== What needs to be done ==
Take the line that has "of the finger" in it and every line after it to the end of the entries, and reproduce them exactly.

___ Data provided ___

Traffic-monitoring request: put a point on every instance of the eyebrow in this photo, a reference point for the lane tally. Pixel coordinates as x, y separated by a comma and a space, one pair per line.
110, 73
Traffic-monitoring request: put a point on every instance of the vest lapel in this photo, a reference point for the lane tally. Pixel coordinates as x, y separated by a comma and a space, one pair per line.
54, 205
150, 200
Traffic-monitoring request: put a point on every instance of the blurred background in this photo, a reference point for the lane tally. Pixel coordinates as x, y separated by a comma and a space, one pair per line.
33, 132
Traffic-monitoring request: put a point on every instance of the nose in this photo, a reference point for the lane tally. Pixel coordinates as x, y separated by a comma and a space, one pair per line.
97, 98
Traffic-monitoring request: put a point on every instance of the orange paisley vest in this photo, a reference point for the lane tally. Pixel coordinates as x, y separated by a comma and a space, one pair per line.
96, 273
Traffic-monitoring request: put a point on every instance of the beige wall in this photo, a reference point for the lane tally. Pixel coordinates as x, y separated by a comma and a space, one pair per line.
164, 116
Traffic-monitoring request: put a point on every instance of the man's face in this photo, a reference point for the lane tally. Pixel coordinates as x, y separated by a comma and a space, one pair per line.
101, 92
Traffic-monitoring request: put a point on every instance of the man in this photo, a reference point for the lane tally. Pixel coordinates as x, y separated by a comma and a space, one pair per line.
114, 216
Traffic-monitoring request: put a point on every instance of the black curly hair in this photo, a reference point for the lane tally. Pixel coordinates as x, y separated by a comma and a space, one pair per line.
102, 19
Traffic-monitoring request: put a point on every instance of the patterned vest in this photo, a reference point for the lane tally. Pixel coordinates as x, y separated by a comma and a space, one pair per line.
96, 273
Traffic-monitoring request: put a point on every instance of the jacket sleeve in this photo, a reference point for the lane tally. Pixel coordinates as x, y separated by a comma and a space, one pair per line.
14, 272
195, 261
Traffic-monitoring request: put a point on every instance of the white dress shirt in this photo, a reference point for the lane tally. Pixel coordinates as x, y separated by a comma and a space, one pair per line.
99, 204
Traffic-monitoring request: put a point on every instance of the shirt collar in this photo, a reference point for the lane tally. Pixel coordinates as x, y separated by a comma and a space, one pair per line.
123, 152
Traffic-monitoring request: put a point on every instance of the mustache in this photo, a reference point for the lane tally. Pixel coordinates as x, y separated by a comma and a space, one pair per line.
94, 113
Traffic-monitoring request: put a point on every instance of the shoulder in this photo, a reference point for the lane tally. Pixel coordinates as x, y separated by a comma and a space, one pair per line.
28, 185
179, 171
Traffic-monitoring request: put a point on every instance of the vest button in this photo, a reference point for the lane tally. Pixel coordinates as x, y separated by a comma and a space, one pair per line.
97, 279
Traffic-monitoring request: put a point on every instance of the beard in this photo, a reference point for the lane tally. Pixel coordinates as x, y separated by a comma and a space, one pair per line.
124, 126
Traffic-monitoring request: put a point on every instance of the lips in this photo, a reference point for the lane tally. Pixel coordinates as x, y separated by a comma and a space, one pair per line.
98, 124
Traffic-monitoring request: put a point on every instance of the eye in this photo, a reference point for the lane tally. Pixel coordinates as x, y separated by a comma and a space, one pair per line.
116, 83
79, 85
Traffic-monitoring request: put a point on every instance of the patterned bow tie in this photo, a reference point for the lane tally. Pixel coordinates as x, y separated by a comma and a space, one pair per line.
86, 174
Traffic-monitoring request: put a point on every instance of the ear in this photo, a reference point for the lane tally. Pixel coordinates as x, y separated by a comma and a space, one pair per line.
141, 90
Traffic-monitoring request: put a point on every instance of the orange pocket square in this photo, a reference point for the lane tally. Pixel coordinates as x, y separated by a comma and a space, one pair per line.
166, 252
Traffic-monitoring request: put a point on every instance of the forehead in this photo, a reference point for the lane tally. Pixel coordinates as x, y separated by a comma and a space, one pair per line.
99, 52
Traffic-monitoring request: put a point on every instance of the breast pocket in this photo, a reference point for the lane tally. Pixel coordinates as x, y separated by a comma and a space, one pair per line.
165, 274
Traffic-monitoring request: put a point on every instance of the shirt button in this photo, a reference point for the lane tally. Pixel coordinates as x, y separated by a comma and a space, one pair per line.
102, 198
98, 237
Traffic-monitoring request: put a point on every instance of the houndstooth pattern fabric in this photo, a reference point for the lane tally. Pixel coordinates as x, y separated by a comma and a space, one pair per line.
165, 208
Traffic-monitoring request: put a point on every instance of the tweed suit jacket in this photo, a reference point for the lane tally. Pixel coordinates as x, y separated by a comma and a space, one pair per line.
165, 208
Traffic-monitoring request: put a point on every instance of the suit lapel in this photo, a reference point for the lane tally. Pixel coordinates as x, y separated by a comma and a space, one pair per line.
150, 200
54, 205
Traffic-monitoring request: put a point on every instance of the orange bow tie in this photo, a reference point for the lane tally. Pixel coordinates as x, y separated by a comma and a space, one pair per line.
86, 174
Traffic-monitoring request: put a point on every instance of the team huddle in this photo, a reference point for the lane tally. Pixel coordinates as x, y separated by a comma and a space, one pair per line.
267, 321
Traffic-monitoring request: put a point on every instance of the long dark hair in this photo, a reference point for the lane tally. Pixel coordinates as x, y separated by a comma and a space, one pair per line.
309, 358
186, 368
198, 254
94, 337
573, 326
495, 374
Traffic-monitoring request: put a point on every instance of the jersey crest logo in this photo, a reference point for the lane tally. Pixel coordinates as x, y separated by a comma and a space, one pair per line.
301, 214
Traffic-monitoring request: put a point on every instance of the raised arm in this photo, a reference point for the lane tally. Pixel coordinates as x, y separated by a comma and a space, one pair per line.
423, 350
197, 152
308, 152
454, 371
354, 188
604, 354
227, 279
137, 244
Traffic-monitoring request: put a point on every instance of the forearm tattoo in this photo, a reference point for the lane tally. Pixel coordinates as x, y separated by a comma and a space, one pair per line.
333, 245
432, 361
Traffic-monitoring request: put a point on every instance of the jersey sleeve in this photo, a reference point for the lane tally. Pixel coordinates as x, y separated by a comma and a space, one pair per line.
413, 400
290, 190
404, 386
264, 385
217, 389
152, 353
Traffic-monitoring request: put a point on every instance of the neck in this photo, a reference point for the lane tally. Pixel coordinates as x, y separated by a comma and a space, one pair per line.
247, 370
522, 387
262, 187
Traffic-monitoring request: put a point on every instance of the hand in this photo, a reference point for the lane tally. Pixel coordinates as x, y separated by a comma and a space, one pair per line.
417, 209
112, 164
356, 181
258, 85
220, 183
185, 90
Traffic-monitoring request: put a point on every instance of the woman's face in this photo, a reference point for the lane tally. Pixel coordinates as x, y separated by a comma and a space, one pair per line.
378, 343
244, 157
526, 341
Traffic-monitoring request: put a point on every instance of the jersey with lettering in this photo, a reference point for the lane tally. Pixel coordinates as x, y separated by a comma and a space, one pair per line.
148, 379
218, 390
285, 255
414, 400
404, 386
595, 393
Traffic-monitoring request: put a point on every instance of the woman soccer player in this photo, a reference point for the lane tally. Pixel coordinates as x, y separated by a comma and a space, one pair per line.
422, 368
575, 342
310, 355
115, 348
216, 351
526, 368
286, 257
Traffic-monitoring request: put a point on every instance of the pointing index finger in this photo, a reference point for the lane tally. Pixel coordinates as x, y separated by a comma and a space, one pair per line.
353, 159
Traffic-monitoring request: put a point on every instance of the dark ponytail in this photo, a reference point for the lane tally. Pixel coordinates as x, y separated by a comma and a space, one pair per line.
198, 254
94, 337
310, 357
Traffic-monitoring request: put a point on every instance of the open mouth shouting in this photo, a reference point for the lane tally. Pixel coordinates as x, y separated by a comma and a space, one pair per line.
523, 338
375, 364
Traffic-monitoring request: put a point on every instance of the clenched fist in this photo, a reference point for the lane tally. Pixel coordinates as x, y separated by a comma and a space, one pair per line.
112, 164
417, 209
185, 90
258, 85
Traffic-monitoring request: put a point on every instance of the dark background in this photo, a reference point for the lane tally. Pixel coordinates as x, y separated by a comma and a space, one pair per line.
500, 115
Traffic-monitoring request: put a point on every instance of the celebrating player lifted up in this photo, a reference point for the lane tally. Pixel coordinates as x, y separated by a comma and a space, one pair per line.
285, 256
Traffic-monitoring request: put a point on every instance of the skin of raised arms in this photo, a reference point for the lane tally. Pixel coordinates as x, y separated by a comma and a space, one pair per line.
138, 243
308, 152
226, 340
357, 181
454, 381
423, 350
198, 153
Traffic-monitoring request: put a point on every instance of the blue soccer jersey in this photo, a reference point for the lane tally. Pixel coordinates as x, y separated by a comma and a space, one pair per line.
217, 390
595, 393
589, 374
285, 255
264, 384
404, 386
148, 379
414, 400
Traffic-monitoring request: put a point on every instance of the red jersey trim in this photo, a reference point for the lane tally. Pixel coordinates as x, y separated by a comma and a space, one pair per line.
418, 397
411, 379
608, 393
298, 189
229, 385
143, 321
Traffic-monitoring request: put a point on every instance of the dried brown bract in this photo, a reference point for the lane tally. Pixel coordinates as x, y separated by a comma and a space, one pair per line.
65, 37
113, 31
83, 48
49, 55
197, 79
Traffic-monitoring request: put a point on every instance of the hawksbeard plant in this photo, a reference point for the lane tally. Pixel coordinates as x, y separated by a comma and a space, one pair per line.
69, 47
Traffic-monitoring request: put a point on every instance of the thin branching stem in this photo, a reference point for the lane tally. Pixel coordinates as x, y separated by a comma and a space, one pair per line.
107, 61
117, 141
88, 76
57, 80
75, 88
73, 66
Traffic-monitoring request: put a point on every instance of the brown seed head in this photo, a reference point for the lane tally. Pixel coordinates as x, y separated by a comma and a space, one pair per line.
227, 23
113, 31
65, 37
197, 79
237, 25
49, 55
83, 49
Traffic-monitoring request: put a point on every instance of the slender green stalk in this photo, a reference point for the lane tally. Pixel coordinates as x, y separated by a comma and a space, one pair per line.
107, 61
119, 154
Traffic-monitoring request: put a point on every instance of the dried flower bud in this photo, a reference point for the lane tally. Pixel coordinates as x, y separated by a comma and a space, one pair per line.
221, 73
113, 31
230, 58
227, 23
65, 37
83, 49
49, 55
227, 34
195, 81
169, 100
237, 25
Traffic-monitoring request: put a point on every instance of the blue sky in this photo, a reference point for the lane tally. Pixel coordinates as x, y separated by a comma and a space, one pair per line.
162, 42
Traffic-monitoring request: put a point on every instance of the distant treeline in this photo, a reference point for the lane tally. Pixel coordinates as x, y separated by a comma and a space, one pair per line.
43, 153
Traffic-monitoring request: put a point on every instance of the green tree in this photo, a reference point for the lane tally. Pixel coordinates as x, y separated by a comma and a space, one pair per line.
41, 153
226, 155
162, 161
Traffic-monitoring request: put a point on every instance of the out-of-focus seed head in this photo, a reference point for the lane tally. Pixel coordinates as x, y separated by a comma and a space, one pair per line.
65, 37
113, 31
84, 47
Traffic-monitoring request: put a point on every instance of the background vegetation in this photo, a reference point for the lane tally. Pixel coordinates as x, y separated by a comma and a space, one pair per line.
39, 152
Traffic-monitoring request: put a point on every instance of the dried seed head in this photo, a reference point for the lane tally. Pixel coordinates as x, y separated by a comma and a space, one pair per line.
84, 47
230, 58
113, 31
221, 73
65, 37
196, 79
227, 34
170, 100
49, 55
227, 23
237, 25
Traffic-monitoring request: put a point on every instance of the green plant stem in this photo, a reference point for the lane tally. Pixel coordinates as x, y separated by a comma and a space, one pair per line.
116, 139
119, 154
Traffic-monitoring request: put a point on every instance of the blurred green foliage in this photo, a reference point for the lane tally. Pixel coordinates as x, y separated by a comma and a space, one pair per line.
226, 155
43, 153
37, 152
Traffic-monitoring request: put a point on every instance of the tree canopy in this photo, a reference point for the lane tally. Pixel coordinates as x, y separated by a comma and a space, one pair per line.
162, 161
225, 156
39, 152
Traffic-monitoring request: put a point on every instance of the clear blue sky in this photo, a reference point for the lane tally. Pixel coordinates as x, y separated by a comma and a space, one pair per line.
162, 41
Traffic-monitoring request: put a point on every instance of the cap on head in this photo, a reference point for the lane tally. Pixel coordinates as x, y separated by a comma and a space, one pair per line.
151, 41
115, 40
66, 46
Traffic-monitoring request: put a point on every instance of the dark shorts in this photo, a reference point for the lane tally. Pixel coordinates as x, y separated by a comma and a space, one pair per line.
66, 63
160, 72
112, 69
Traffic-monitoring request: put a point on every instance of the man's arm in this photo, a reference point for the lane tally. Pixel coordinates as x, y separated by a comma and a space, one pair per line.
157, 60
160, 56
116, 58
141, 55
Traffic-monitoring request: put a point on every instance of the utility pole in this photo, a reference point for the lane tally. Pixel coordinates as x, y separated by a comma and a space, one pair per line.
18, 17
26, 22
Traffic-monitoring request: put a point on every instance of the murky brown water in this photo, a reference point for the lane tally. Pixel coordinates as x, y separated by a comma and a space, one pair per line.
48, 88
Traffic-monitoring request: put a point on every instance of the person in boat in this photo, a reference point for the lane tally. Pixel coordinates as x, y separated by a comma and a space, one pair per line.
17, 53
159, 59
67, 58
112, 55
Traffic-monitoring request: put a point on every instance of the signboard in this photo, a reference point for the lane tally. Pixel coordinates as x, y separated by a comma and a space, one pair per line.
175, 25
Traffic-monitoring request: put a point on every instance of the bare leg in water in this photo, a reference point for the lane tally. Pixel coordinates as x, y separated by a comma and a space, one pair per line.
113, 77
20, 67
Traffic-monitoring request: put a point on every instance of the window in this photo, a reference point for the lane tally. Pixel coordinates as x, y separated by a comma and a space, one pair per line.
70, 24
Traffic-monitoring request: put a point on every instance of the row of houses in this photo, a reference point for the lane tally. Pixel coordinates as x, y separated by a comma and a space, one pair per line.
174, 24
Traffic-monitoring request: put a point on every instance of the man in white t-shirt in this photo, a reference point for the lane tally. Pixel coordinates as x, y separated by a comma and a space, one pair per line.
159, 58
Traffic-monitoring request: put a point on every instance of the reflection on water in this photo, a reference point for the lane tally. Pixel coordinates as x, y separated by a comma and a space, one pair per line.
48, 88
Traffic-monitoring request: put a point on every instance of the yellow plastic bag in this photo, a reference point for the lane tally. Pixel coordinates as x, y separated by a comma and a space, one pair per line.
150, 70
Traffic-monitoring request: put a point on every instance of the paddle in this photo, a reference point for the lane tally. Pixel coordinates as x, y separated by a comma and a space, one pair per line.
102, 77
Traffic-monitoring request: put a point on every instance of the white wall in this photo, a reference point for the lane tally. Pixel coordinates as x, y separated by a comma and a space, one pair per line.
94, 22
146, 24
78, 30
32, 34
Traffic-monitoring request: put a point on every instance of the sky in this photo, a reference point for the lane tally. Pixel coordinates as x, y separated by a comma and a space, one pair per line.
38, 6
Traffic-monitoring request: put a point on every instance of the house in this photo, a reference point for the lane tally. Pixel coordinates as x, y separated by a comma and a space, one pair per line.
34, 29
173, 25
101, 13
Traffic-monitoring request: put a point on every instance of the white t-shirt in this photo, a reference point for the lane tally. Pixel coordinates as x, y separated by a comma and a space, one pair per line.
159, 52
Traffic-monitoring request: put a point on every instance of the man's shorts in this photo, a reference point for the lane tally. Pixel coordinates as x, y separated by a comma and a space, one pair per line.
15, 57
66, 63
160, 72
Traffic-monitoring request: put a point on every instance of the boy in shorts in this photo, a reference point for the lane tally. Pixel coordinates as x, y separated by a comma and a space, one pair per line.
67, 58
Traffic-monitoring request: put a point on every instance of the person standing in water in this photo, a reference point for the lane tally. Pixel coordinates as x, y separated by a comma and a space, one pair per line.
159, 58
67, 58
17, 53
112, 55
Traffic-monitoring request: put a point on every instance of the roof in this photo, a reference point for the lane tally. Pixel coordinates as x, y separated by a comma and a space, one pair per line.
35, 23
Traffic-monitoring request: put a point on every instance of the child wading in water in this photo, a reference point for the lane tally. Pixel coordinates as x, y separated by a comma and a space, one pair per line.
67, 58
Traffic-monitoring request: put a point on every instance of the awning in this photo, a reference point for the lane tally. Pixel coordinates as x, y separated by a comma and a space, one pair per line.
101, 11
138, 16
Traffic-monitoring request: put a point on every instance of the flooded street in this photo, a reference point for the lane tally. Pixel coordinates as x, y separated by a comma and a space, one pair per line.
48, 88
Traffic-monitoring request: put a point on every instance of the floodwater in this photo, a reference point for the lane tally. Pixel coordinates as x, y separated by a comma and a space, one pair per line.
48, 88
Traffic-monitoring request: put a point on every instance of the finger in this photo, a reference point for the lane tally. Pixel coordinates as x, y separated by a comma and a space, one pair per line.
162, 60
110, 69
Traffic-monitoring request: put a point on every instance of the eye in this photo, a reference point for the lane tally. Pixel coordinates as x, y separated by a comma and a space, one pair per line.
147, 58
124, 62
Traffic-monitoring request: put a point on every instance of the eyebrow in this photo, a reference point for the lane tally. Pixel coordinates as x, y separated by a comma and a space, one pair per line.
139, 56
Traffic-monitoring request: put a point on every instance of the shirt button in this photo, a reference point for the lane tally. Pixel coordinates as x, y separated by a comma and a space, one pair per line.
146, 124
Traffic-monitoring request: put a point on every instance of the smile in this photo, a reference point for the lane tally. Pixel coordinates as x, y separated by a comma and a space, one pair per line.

___

== Written response ==
Traffic-monitoring request: put a point on every instance of the finger in this photo, a reference point for the lane tally. Pixel coordinates as x, y separated by a comma and a space, one pair per line.
162, 60
110, 69
Traffic-monitoring request: put a point on every instance of the eye in this photo, a reference point for the lane tally. Pixel coordinates as x, y separated by a comma and a space, one pair per line.
147, 58
124, 62
Traffic-monitoring request: put a point on every instance of the eyebrow in this photo, a reference point for the lane tally. Pixel coordinates as x, y separated by a comma and a space, one pair per line.
139, 56
Traffic-monitoring request: put a point on every instance of the shirt button in this photo, a reference point for the lane tally. Pixel coordinates as x, y separated by a comma and a space, one pair per line.
146, 124
Traffic-monitoring request: put a point on every instance of the smile in this photo, a reference point for the lane tally. Pixel coordinates as x, y separated by a comma and a space, one pair per line.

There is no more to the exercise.